PROBLEM STATEMENT
Could you render as a numbered list, skipping blank lines, the lines of the records from the one containing "of the entrance" through the end of the records, both ends included, and nothing else?

GIVEN RECORDS
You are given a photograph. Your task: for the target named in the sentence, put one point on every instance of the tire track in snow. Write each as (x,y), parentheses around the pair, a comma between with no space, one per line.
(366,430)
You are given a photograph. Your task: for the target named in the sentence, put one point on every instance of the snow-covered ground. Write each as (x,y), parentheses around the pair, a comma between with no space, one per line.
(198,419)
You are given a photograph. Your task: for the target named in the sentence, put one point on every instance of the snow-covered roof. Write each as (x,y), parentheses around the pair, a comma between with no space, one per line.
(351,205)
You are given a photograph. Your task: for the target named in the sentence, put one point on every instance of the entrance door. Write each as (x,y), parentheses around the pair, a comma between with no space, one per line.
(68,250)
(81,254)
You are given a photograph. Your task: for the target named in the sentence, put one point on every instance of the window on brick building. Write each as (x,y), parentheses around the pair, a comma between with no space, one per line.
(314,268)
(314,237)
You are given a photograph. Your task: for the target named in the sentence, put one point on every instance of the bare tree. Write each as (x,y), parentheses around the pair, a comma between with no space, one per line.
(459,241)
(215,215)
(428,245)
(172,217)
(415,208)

EXERCISE SOLUTION
1. You are given a photograph. Your task: for the target named in the sentence, put one point on every instance of the entrance door. Write each as (x,y), parentheses around the pair, a comma between with no space, one per line.
2. (68,250)
3. (81,254)
4. You are given a photograph. Your task: for the target named in the sentence, put one point on every instance of the window on brick building. Write each as (x,y), parentheses around the pair, a comma between with no space, one per line.
5. (314,268)
6. (314,237)
7. You are given a photograph. Your task: for the target named in the sentence, put one point on every instance of the bare tree. Write each as (x,y), parentheses around the pair, a comma between with no space, one per line.
8. (459,241)
9. (215,215)
10. (428,245)
11. (172,217)
12. (415,208)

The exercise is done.